Rewrite the listing from its first line down through the line containing "x=118 y=175", swapping "evaluation" for "assessment" and leaving everything else unchanged.

++++ Records to process ++++

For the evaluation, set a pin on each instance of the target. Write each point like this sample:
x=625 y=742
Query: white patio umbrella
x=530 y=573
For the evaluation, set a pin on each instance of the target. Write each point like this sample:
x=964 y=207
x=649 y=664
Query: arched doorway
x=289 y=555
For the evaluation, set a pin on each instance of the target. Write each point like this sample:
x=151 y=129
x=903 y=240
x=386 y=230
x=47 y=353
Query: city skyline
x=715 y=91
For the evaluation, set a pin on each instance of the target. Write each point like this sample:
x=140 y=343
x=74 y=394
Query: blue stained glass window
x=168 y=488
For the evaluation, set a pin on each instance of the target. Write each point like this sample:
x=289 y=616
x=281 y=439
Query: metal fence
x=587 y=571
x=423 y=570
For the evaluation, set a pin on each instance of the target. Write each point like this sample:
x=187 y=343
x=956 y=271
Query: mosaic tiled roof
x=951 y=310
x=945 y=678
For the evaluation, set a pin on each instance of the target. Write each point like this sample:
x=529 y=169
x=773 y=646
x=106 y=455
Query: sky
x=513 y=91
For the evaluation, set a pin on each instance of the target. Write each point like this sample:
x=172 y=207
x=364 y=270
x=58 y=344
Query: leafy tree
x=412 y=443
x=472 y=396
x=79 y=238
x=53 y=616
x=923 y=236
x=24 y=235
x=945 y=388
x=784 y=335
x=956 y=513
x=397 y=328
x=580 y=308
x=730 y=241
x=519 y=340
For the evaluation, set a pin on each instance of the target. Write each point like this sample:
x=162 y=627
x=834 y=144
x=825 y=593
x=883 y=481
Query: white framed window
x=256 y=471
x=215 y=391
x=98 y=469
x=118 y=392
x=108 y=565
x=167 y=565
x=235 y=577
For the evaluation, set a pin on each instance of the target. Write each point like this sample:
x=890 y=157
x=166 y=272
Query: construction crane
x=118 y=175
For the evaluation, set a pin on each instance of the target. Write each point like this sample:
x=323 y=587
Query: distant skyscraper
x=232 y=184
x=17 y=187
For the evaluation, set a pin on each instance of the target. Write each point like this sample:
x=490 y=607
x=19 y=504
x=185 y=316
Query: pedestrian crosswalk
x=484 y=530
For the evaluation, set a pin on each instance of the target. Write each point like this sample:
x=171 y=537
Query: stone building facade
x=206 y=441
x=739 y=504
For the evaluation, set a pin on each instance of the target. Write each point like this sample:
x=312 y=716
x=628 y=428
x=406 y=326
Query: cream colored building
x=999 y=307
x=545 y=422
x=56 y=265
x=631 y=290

++++

## Solved exercise
For the assessment, set a pin on each instance of the target. Write each point like this sample:
x=625 y=742
Query: white patio umbrella
x=530 y=573
For the assessment, set a pin on each instance of the target. Write each point like this sample:
x=964 y=207
x=649 y=664
Query: arched doorway
x=289 y=555
For the assessment, set a pin on each instance of the target. Write each point like this sample:
x=151 y=129
x=903 y=240
x=386 y=230
x=47 y=353
Query: city skyline
x=715 y=91
For the assessment, set a pin on each instance of the target. Write each point like this sample:
x=140 y=343
x=74 y=394
Query: blue stained glass window
x=168 y=488
For the assessment, set a pin on each instance of the target. Write each point like this sample:
x=289 y=616
x=281 y=439
Query: metal fence
x=587 y=571
x=423 y=570
For the assessment, set a pin on each instance of the target. Write each point like this sample:
x=187 y=343
x=956 y=271
Query: mosaic tiled roof
x=951 y=310
x=945 y=678
For the assessment, set a pin on each instance of the target. Write each point like this sample:
x=529 y=169
x=773 y=646
x=106 y=455
Query: sky
x=513 y=91
For the assessment, set a pin on each instance of the target. Write each point like this sample:
x=172 y=207
x=364 y=270
x=58 y=344
Query: leafy tree
x=412 y=443
x=472 y=396
x=79 y=238
x=53 y=616
x=923 y=236
x=24 y=235
x=945 y=388
x=784 y=335
x=956 y=513
x=397 y=328
x=580 y=308
x=730 y=241
x=519 y=340
For the assessment, set a pin on each instance of the target. Write each point like this sample:
x=162 y=627
x=834 y=144
x=825 y=593
x=883 y=481
Query: white framed window
x=256 y=471
x=215 y=391
x=98 y=469
x=118 y=392
x=108 y=565
x=167 y=565
x=235 y=577
For the assessment, set a pin on each instance of the target. Write each point like this sample:
x=890 y=157
x=166 y=272
Query: construction crane
x=118 y=175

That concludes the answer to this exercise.